Top of Supplied information

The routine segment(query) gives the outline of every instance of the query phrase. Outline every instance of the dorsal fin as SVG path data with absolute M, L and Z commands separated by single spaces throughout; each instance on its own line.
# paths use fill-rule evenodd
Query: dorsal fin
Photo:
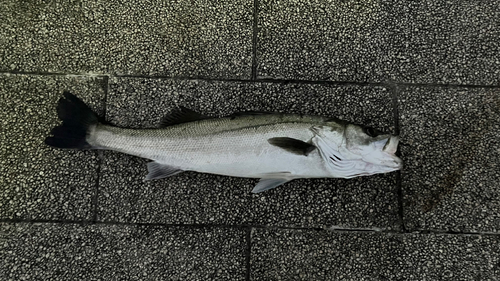
M 163 127 L 168 127 L 168 126 L 172 126 L 172 125 L 188 123 L 188 122 L 193 122 L 193 121 L 198 121 L 198 120 L 203 120 L 203 119 L 208 119 L 208 118 L 210 118 L 210 117 L 205 116 L 201 113 L 192 111 L 189 108 L 179 106 L 179 108 L 177 108 L 172 113 L 164 116 L 161 119 L 160 127 L 163 128 Z
M 316 148 L 316 146 L 310 143 L 287 137 L 270 138 L 267 141 L 274 146 L 298 155 L 307 156 Z

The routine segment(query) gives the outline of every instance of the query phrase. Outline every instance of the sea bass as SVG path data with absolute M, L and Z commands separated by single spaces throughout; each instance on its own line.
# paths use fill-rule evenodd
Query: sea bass
M 57 113 L 62 125 L 46 144 L 151 159 L 146 180 L 184 171 L 259 178 L 252 190 L 257 193 L 293 179 L 353 178 L 402 168 L 397 136 L 335 118 L 261 112 L 209 118 L 179 108 L 158 129 L 126 129 L 101 123 L 68 92 Z

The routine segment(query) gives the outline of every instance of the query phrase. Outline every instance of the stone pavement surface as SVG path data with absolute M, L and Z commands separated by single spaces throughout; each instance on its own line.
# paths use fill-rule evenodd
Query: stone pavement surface
M 0 280 L 499 280 L 500 2 L 0 0 Z M 183 173 L 43 144 L 63 91 L 401 135 L 401 172 Z

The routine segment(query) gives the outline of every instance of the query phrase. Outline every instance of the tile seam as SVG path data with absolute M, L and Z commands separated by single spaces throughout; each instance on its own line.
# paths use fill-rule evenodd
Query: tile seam
M 367 81 L 334 81 L 334 80 L 307 80 L 307 79 L 237 79 L 237 78 L 210 78 L 197 76 L 147 76 L 147 75 L 111 75 L 101 73 L 58 73 L 58 72 L 6 72 L 0 71 L 0 75 L 32 75 L 32 76 L 83 76 L 83 77 L 116 77 L 116 78 L 136 78 L 136 79 L 156 79 L 156 80 L 178 80 L 178 81 L 208 81 L 208 82 L 241 82 L 241 83 L 274 83 L 274 84 L 310 84 L 310 85 L 332 85 L 332 86 L 367 86 L 386 87 L 387 82 L 367 82 Z M 480 85 L 480 84 L 440 84 L 440 83 L 408 83 L 392 82 L 391 85 L 423 88 L 484 88 L 500 89 L 500 85 Z

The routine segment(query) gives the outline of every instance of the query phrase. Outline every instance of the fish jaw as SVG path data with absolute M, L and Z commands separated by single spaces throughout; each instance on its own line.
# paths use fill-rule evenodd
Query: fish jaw
M 398 136 L 391 136 L 388 140 L 387 143 L 385 144 L 384 148 L 382 151 L 394 155 L 396 151 L 398 150 L 398 144 L 399 144 L 399 137 Z

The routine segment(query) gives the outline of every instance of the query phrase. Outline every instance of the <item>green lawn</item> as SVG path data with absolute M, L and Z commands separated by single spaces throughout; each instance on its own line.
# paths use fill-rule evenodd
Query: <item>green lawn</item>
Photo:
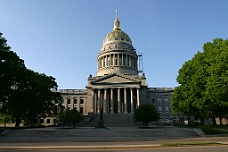
M 178 143 L 164 143 L 162 146 L 177 147 L 177 146 L 205 146 L 205 145 L 219 145 L 217 142 L 178 142 Z
M 228 134 L 228 125 L 205 125 L 200 127 L 203 132 L 205 132 L 208 135 L 214 135 L 214 134 Z

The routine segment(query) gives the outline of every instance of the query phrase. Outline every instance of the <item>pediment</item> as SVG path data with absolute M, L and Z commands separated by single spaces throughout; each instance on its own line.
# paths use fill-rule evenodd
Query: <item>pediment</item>
M 140 81 L 128 75 L 110 74 L 91 82 L 91 84 L 129 84 L 129 83 L 138 84 L 140 83 Z
M 100 81 L 100 83 L 129 83 L 129 82 L 132 82 L 132 81 L 119 76 L 113 76 L 111 78 Z

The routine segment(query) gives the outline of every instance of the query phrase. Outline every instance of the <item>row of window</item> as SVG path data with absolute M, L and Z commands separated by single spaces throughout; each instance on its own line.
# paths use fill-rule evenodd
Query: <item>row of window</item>
M 158 106 L 158 112 L 163 113 L 162 106 Z M 169 113 L 169 107 L 168 106 L 165 107 L 165 113 Z
M 110 50 L 110 49 L 128 49 L 128 50 L 133 50 L 133 47 L 131 46 L 131 45 L 126 45 L 126 43 L 118 43 L 118 44 L 115 44 L 115 46 L 114 45 L 106 45 L 106 46 L 104 46 L 103 47 L 103 51 L 105 51 L 105 50 Z
M 67 110 L 70 110 L 70 107 L 66 107 Z M 74 110 L 78 110 L 77 107 L 73 108 Z M 79 107 L 79 112 L 83 113 L 83 107 Z
M 77 104 L 78 100 L 77 99 L 73 99 L 73 103 Z M 71 99 L 67 99 L 67 104 L 71 104 Z M 80 104 L 84 104 L 84 100 L 82 98 L 80 98 Z
M 169 102 L 169 99 L 168 98 L 165 98 L 164 101 L 165 101 L 165 103 L 168 103 Z M 152 102 L 155 103 L 155 99 L 154 98 L 152 99 Z M 161 103 L 162 102 L 162 99 L 161 98 L 157 98 L 157 102 L 158 103 Z
M 98 69 L 112 65 L 137 68 L 137 59 L 131 55 L 125 54 L 111 54 L 98 59 Z

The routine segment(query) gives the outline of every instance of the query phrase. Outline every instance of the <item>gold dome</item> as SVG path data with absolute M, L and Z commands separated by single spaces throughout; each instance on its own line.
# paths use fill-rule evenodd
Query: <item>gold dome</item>
M 103 40 L 103 45 L 112 42 L 126 42 L 132 45 L 130 37 L 120 29 L 120 21 L 118 19 L 118 12 L 116 11 L 116 19 L 114 21 L 113 30 L 106 35 Z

Bottom of Supplied information

What is required: Give back the material above word for word; no picture belongs in it.

Response to the exercise:
The routine segment(query) gives the outline of every instance of the query phrase. Outline every instance of the dorsal fin as SVG path data with absolute M, L and Z commands separated by single spaces throughout; each instance on its own line.
# paths use fill-rule evenodd
Query: dorsal fin
Photo:
M 163 127 L 168 127 L 168 126 L 172 126 L 172 125 L 188 123 L 188 122 L 193 122 L 193 121 L 198 121 L 198 120 L 203 120 L 203 119 L 208 119 L 208 118 L 210 118 L 210 117 L 205 116 L 201 113 L 192 111 L 189 108 L 179 106 L 179 108 L 177 108 L 172 113 L 164 116 L 161 119 L 160 127 L 163 128 Z
M 316 148 L 316 146 L 310 143 L 287 137 L 270 138 L 267 141 L 274 146 L 298 155 L 307 156 Z

The routine segment(query) gives the outline of every instance of the query phrase. Outline every instance of the sea bass as SVG path data with absolute M, L and Z commands separated by single spaces throughout; each instance on its own line.
# paths use fill-rule evenodd
Query: sea bass
M 57 113 L 62 125 L 46 144 L 151 159 L 146 180 L 184 171 L 259 178 L 252 190 L 257 193 L 293 179 L 353 178 L 402 168 L 397 136 L 335 118 L 261 112 L 209 118 L 179 108 L 158 129 L 126 129 L 101 123 L 68 92 Z

The routine segment(query) gives the outline of every instance of the query phrase. Outline every instance of the stone pavement surface as SVG path data with absolute M, L and Z commands separated by single spaces throughout; each instance on its own line.
# paths use fill-rule evenodd
Query: stone pavement surface
M 0 280 L 499 280 L 500 2 L 0 0 Z M 183 173 L 43 144 L 63 91 L 401 135 L 401 172 Z

The routine segment(query) gives the outline of every instance of the query phrase. Outline every instance of the tile seam as SVG path data with absolute M, L and Z commands separated by single spaces throughout; each instance on its own line.
# paths use fill-rule evenodd
Query: tile seam
M 367 81 L 334 81 L 334 80 L 307 80 L 307 79 L 237 79 L 237 78 L 210 78 L 197 76 L 147 76 L 147 75 L 111 75 L 101 73 L 58 73 L 58 72 L 6 72 L 0 71 L 0 75 L 32 75 L 32 76 L 83 76 L 83 77 L 116 77 L 116 78 L 136 78 L 136 79 L 156 79 L 156 80 L 178 80 L 178 81 L 208 81 L 208 82 L 241 82 L 241 83 L 274 83 L 274 84 L 310 84 L 310 85 L 332 85 L 332 86 L 367 86 L 386 87 L 387 82 L 367 82 Z M 480 85 L 480 84 L 440 84 L 440 83 L 408 83 L 392 82 L 391 85 L 423 88 L 484 88 L 500 89 L 500 85 Z

The routine segment(query) gives the outline of every instance of the query phrase. Outline every instance of the fish jaw as SVG path data with absolute M, L and Z commands separated by single spaces throughout; each instance on its own line.
# paths use fill-rule evenodd
Query: fish jaw
M 398 136 L 391 136 L 388 140 L 387 143 L 385 144 L 384 148 L 382 151 L 394 155 L 396 151 L 398 150 L 398 144 L 399 144 L 399 137 Z

The routine segment(query) gives the outline of every instance of the query phrase. Outline every instance of the <item>green lawn</item> as SVG path data with absolute M, L and Z commands separated by single spaces throughout; each instance on its own line.
# paths use fill-rule evenodd
Query: <item>green lawn</item>
Photo:
M 178 143 L 164 143 L 162 146 L 177 147 L 177 146 L 205 146 L 205 145 L 219 145 L 217 142 L 178 142 Z
M 228 134 L 228 125 L 205 125 L 200 127 L 203 132 L 205 132 L 208 135 L 214 135 L 214 134 Z

The routine segment(query) gives the outline of every instance of the query phrase. Outline every instance of the <item>pediment</item> as SVG path data with absolute M, L and Z commands separated by single spaces throughout; each instance on its own line.
# paths use fill-rule evenodd
Query: <item>pediment</item>
M 140 81 L 128 75 L 110 74 L 91 82 L 91 84 L 129 84 L 129 83 L 138 84 L 140 83 Z
M 100 81 L 100 83 L 129 83 L 129 82 L 132 82 L 132 81 L 119 76 L 113 76 L 111 78 Z

The routine segment(query) gives the outline of every instance of the query phrase. Outline every instance of the <item>row of window</item> as SVG path data with absolute M, L and Z commands separated by single spaces throughout; each instance on its own line.
# paths use fill-rule evenodd
Query: <item>row of window</item>
M 158 106 L 158 112 L 163 113 L 162 106 Z M 169 113 L 169 107 L 168 106 L 165 107 L 165 113 Z
M 110 50 L 110 49 L 128 49 L 128 50 L 133 50 L 133 47 L 131 46 L 131 45 L 126 45 L 126 43 L 118 43 L 118 44 L 115 44 L 115 46 L 114 45 L 106 45 L 106 46 L 104 46 L 103 47 L 103 51 L 105 51 L 105 50 Z
M 67 110 L 70 110 L 70 107 L 66 107 Z M 74 110 L 78 110 L 77 107 L 73 108 Z M 79 107 L 79 112 L 83 113 L 83 107 Z
M 77 104 L 78 100 L 77 99 L 73 99 L 73 103 Z M 71 99 L 67 99 L 67 104 L 71 104 Z M 80 104 L 84 104 L 84 100 L 82 98 L 80 98 Z
M 169 102 L 169 99 L 168 98 L 165 98 L 164 101 L 165 101 L 165 103 L 168 103 Z M 152 102 L 155 103 L 155 99 L 154 98 L 152 99 Z M 161 103 L 162 102 L 162 99 L 161 98 L 157 98 L 157 102 L 158 103 Z
M 98 69 L 112 65 L 137 68 L 137 59 L 131 55 L 125 54 L 111 54 L 98 59 Z

The routine segment(query) gives the outline of every instance of the query phrase. Outline every instance of the <item>gold dome</item> as SVG path data with absolute M, L and Z commands separated by single spaces throughout; each instance on its own line.
# paths use fill-rule evenodd
Query: <item>gold dome</item>
M 103 40 L 103 45 L 112 42 L 126 42 L 132 45 L 130 37 L 120 29 L 120 21 L 118 19 L 118 12 L 116 11 L 116 19 L 114 21 L 113 30 L 106 35 Z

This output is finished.